◆ **CHALLENGES**
A) In the thread on the $1M seed round, what does patio11 say appears to be helping with the fundraising burden?
B) Continue the thread on the $1M seed round from the point where it stops.

◆ **EXCERPT**
Anatomy of a $1M Seed Round - robg
http://www.slideshare.net/brendanbaker/anatomy-of-seed-7753824#
======
patio11
The meat of the presentation is this graph:

<http://brendanbaker.co/anatomy.pdf>

Everything about that just makes my skin crawl. Each of those contacts is
programs not getting written, customers not getting talked to, A/B tests not
getting run, etc etc. I accept that fundraising is necessary for a certain
class of companies, but egads, any graph that looks like that needs radical
corrective capitalism.

On the plus side, it looks like AngelList is helping out on that score. I
rather expect that YC & etc have similar effects.

------
olivercameron
If anything ever proves just how distracting raising money is, this is it.

------
ticky
Calling potential investors a "waste of time" just because they didn't invest
or grant you further connections is a little harsh.

Its just like saying all the girls you hit on that simply weren't attracted to
you were all "wasting your time", and you make some fancy graphs on the ones
that do sleep with you in big green circles.

◆ **DATA EXTRACT**
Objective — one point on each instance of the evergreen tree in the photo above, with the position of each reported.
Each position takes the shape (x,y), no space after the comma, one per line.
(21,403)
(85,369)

◆ **OUTPUTS IN ORDER**
A) AngelList

B)
It makes you look like a pick up artist trying to find the best way to score a
girl and make everyone else look bad.

------
d2
Dup: <http://news.ycombinator.com/item?id=2490745>

------
mingyeow
This is an amazingly detailed preso with great insights. The only thing is
that the conclusions could be more clear cut.

------
kayoone
omg, dunno but before investing so much time and effort into raising money you
are probably better off with just building out your product.

Basically for a small team this means you cant work on your project for weeks
if not months.